Content starts

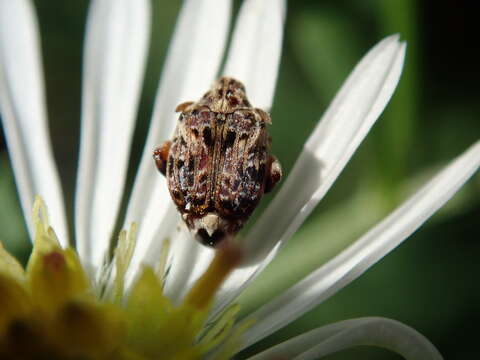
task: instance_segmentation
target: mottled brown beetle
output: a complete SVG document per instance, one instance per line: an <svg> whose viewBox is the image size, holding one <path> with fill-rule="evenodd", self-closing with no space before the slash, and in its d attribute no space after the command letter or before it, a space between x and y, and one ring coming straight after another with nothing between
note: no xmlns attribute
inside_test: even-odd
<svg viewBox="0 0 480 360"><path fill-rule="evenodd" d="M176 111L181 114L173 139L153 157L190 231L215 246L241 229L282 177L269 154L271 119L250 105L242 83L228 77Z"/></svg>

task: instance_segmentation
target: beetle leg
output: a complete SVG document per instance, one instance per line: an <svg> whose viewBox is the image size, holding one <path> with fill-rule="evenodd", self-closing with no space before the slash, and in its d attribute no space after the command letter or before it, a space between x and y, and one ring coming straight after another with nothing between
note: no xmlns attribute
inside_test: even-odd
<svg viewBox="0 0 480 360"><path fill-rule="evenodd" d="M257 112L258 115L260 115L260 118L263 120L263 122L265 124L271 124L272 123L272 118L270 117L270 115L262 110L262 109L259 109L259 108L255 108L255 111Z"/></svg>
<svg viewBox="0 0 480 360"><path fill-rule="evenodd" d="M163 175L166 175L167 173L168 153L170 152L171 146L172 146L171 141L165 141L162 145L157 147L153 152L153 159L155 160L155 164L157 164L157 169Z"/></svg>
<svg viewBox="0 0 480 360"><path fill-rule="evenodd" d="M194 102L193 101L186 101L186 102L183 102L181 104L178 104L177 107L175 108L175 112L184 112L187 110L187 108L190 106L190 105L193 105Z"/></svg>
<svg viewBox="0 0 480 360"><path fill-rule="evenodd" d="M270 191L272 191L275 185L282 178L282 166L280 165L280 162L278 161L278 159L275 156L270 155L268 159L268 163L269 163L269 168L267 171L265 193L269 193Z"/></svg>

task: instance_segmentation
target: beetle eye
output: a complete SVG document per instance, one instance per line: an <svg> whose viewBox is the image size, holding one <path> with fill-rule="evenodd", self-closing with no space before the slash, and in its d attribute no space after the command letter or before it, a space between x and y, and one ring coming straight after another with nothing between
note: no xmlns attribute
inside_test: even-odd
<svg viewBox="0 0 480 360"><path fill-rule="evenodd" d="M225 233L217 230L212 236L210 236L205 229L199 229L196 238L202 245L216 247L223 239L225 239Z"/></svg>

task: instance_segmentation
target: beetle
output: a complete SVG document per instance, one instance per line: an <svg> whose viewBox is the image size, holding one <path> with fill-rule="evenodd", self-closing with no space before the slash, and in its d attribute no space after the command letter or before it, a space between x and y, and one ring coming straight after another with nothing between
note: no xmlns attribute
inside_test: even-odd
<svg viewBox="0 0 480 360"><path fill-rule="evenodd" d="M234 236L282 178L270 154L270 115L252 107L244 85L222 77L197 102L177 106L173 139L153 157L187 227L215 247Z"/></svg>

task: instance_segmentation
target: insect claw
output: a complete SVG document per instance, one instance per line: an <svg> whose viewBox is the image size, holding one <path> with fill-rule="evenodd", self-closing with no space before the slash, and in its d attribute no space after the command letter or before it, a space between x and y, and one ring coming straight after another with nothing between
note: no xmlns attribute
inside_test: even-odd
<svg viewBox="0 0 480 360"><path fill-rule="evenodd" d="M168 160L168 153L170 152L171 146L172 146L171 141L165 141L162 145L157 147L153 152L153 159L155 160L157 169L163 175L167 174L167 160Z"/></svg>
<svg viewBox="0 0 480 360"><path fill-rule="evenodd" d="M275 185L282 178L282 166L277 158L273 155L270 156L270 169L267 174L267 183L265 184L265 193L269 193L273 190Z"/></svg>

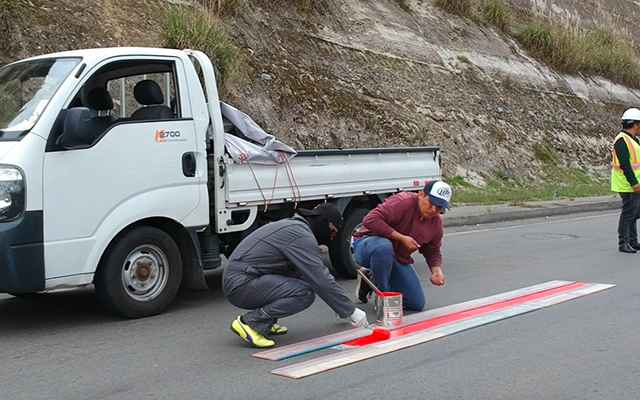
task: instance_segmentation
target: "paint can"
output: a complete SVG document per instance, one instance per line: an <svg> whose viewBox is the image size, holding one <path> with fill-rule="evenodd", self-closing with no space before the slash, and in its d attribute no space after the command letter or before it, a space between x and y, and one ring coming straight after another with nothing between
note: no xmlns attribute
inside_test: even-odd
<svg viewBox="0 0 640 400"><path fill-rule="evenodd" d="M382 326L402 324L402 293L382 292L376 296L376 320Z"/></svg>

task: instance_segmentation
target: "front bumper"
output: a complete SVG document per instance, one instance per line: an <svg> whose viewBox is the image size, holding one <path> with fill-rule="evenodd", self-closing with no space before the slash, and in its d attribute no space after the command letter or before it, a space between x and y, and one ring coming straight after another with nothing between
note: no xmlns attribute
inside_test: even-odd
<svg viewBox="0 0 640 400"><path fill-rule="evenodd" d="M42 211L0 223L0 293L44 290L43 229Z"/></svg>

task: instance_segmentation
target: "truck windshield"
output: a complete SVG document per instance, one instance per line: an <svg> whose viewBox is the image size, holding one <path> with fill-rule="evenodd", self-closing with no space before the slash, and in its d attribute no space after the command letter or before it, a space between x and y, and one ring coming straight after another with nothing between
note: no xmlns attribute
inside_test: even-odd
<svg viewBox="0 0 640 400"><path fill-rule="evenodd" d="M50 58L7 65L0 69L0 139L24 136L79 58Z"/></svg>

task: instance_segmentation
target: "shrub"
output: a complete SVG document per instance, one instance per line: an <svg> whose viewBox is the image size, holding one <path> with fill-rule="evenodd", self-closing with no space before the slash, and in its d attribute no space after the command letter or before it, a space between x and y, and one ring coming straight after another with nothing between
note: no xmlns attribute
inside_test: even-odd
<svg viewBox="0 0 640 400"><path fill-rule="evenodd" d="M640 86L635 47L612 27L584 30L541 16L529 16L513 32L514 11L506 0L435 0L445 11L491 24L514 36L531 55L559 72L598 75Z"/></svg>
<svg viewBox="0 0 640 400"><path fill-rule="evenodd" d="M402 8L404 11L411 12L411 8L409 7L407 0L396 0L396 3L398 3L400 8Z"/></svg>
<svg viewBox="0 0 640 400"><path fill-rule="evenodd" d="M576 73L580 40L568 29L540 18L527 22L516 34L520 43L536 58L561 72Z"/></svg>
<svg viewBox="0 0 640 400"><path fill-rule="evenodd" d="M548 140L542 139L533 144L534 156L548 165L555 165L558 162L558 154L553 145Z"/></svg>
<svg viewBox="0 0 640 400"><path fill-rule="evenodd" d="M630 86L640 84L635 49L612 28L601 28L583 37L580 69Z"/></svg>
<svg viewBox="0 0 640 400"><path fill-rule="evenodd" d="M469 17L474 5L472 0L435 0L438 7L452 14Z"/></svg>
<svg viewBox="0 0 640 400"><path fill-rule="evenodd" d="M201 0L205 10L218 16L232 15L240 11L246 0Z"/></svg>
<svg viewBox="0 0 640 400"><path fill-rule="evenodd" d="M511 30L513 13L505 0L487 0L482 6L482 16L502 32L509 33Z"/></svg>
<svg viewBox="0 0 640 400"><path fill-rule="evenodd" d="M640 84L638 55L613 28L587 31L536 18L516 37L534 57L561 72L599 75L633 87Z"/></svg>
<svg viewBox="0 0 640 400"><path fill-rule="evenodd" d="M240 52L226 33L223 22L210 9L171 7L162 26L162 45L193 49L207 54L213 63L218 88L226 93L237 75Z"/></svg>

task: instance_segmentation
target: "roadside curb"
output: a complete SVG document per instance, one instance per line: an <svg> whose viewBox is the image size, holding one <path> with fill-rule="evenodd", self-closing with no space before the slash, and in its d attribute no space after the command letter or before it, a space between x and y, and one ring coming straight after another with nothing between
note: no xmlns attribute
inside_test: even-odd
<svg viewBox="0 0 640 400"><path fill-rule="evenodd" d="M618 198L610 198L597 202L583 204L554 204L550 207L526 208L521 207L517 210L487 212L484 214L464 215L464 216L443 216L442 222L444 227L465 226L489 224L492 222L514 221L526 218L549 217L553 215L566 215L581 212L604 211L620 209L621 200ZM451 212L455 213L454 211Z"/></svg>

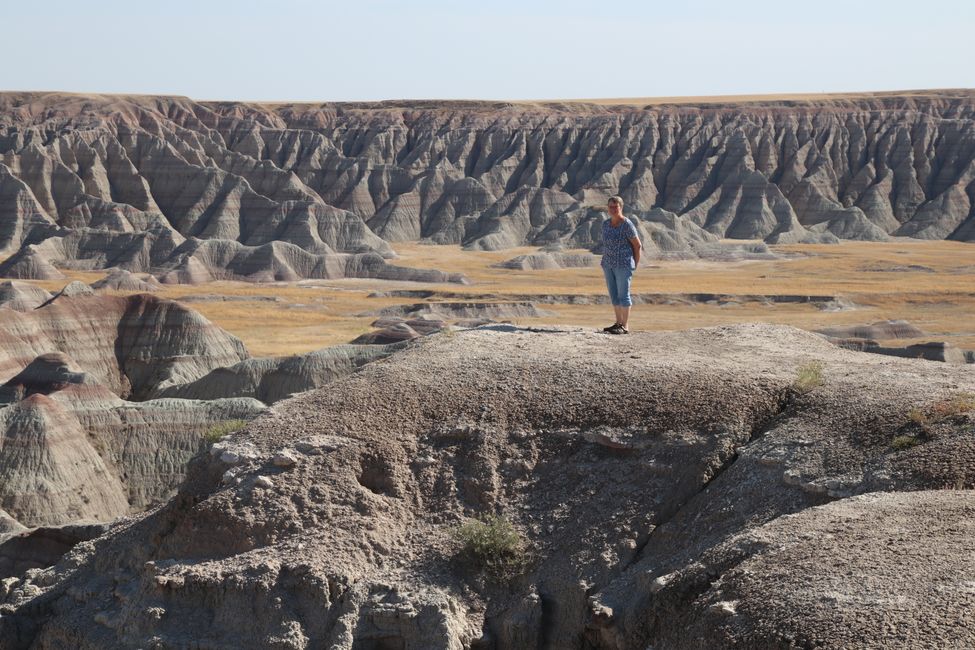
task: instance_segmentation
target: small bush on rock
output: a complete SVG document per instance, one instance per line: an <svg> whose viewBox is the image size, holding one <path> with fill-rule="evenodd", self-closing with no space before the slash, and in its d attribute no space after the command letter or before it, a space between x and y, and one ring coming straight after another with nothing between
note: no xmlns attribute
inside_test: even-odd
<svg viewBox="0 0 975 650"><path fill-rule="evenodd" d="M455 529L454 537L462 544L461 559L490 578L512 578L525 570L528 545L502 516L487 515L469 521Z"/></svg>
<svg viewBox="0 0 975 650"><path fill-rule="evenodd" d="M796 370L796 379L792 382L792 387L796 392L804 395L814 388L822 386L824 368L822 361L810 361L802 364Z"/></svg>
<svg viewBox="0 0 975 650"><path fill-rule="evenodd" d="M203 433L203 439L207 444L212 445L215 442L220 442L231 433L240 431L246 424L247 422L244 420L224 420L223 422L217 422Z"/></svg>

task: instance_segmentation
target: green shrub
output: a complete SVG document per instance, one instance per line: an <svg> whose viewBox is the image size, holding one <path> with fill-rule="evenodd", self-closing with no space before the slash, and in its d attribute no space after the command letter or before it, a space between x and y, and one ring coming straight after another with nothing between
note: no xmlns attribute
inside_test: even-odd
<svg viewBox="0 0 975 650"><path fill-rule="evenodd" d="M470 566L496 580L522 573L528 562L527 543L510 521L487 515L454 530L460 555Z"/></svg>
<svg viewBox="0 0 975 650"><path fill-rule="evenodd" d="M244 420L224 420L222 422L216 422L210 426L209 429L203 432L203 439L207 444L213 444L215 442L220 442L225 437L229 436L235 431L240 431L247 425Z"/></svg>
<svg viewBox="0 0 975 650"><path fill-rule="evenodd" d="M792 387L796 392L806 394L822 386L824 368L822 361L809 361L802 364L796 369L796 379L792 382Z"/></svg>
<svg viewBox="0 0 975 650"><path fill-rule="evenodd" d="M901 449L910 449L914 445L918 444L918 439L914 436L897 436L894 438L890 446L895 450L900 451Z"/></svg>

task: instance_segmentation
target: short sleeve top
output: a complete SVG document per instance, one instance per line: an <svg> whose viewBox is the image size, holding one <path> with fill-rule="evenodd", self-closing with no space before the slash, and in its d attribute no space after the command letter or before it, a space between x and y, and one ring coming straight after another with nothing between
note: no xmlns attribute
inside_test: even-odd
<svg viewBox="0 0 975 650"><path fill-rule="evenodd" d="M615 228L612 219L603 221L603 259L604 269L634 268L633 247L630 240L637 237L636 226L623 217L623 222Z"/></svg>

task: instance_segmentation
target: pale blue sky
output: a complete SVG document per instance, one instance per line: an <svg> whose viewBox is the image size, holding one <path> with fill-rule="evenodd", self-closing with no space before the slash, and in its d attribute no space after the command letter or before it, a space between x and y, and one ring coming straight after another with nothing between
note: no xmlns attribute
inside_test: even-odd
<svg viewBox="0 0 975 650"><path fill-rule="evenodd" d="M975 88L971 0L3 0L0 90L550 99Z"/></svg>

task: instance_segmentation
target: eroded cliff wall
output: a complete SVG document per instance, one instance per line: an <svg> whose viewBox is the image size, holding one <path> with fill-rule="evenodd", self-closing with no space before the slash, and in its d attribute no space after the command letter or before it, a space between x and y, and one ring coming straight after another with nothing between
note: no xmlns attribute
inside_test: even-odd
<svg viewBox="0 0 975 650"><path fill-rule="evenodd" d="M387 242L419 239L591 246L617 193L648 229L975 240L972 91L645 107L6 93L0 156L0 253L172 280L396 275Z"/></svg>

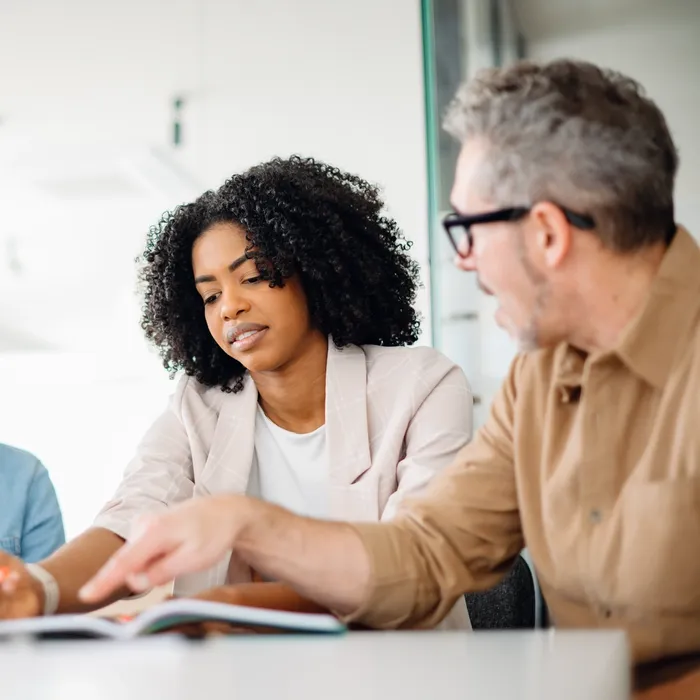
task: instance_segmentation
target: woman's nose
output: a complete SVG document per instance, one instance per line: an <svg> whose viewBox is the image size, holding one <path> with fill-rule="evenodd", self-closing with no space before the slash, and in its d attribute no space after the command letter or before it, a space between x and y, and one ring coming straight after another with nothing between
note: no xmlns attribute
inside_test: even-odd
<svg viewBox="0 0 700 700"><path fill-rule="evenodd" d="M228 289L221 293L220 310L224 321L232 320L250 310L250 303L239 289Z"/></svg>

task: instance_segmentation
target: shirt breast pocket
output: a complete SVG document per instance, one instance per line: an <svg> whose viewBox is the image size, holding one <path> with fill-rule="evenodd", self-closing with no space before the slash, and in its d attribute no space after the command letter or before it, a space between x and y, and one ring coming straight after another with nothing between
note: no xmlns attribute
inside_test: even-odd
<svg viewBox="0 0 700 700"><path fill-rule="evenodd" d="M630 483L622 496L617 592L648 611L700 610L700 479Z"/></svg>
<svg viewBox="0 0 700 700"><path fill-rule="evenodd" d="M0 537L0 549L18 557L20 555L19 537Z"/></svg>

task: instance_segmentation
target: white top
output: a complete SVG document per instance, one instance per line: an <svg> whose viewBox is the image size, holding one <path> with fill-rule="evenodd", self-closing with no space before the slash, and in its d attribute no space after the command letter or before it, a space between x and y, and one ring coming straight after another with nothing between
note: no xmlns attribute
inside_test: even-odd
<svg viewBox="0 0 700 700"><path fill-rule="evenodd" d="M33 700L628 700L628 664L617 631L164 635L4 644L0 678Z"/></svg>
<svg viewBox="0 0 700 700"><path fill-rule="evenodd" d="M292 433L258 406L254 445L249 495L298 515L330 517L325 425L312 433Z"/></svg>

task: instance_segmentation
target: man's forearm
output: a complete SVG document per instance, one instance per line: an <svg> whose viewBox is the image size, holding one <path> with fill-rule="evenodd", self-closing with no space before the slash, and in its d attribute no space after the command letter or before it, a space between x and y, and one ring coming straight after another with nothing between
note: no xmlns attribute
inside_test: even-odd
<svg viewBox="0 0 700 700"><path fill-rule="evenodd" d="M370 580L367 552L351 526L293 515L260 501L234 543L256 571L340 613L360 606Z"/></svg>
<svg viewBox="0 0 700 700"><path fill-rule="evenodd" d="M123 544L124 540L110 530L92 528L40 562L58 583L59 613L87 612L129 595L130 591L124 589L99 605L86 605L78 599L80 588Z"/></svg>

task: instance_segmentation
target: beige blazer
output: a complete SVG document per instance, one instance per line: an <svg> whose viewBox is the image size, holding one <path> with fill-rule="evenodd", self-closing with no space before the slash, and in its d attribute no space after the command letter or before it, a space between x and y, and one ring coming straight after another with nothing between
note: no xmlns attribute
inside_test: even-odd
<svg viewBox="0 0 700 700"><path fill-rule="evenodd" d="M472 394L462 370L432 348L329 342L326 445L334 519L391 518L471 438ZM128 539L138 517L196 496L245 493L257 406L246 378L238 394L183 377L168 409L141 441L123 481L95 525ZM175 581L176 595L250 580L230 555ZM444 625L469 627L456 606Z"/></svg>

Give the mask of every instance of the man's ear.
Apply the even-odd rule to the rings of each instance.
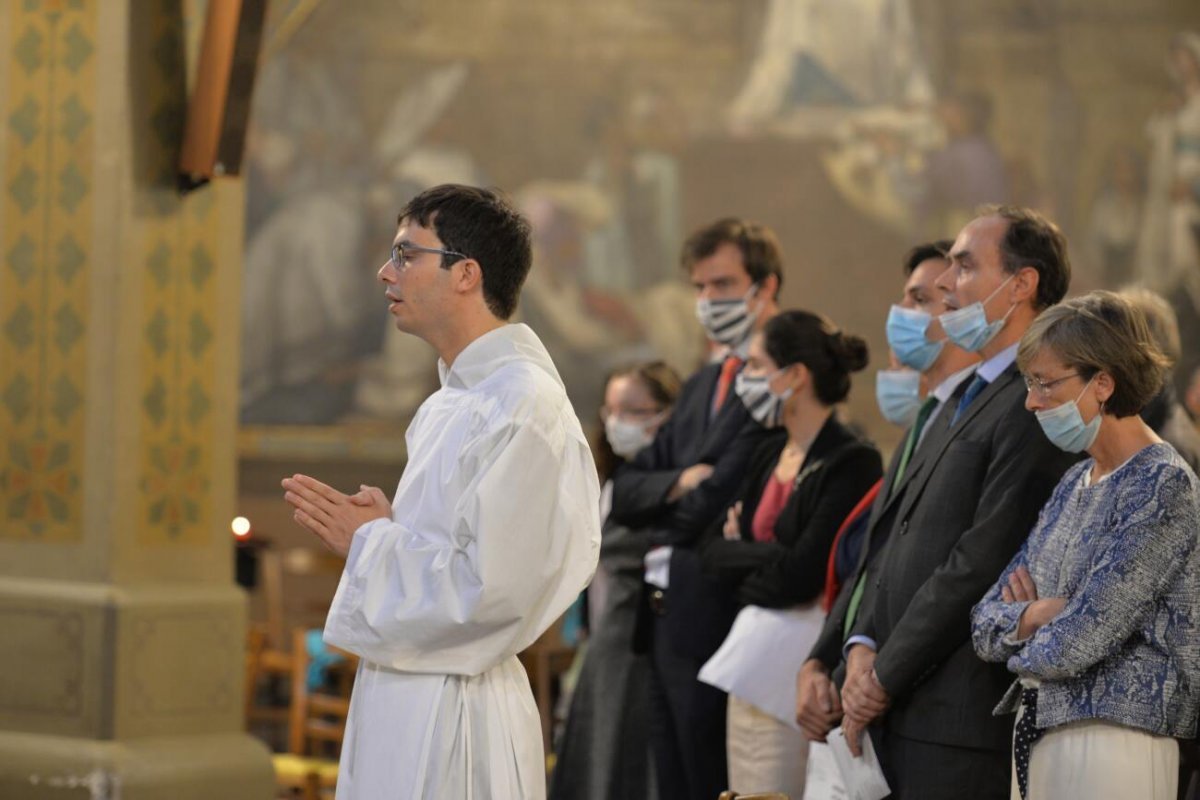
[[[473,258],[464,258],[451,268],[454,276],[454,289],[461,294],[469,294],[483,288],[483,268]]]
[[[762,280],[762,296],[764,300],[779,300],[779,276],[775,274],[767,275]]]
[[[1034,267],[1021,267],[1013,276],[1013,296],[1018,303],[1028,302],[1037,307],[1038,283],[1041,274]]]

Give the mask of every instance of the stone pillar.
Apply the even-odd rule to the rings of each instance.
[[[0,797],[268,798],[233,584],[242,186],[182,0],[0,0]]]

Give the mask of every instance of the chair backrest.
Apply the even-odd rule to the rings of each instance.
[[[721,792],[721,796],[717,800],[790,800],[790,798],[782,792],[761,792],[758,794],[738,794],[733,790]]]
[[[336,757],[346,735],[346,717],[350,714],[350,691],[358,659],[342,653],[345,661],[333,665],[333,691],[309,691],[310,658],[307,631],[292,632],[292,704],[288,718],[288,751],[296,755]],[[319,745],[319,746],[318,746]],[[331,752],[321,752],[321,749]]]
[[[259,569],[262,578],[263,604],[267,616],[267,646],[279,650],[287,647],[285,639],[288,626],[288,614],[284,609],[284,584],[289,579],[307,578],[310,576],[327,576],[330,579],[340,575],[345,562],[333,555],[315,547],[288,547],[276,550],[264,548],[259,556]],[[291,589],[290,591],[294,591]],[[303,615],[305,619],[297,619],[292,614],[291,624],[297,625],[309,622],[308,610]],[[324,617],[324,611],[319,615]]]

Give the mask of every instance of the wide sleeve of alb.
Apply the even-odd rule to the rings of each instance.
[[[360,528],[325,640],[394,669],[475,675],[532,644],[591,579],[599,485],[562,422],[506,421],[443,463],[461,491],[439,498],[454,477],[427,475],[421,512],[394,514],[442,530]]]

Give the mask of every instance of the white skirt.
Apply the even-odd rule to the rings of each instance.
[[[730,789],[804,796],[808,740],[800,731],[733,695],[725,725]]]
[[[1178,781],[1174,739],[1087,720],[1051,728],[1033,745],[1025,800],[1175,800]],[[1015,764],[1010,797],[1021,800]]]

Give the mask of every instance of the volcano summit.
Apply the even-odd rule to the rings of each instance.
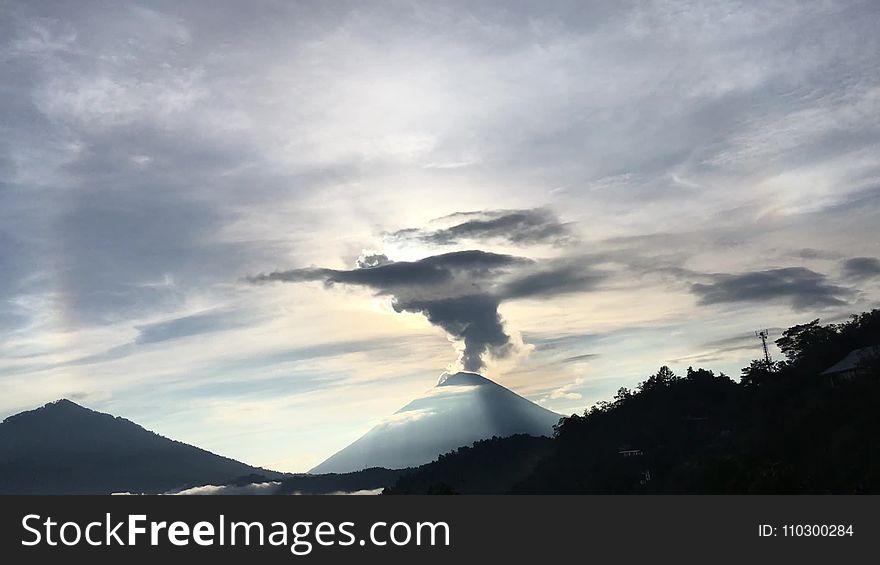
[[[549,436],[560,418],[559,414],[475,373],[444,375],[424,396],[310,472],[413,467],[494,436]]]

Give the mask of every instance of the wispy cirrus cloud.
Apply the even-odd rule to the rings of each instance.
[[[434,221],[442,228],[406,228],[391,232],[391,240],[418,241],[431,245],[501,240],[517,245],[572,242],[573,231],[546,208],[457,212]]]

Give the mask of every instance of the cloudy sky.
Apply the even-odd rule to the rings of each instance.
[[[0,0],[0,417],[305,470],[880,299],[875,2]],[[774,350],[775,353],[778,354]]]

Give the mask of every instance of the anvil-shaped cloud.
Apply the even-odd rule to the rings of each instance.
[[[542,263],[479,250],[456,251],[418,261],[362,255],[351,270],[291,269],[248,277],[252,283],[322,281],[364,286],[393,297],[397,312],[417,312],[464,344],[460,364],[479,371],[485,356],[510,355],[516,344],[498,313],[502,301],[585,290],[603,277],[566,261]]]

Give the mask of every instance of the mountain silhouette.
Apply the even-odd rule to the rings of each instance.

Content ends

## [TO DO]
Above are some entries. Restate word for word the lines from the one holding "target: beige blazer" through the one holding "Give the mask of every instance of the chair", but not the pictures.

## [SOLUTION FOR THIS EXERCISE]
target: beige blazer
output: a complete SVG document per instance, one instance per line: an <svg> whose viewBox is the image size, holding one <path> with fill-rule="evenodd", self-closing with no space before the slash, and in its d attribute no space after the command letter or before it, a space between x and y, and one ring coming straight after another with nothing between
note: no xmlns attribute
inside_test: even-odd
<svg viewBox="0 0 700 700"><path fill-rule="evenodd" d="M472 394L462 370L432 348L329 342L326 445L334 519L391 518L471 438ZM128 539L138 517L196 496L245 493L257 406L246 378L238 394L183 377L168 409L141 441L123 481L95 525ZM175 581L176 595L250 580L230 555ZM444 625L469 627L456 606Z"/></svg>

Give the mask of every instance of the man's ear.
Apply the even-odd rule to the rings of each instance.
[[[473,258],[464,258],[451,268],[454,276],[454,289],[461,294],[469,294],[483,288],[483,268]]]
[[[762,280],[762,296],[764,300],[779,300],[779,276],[775,274],[767,275]]]
[[[1034,267],[1021,267],[1013,276],[1013,296],[1018,303],[1028,302],[1037,307],[1038,283],[1041,274]]]

Give the mask of every instance of the stone pillar.
Apply the even-odd rule to the rings of each instance.
[[[0,797],[268,798],[233,584],[242,186],[182,0],[0,0]]]

Give the mask of every instance of the chair backrest.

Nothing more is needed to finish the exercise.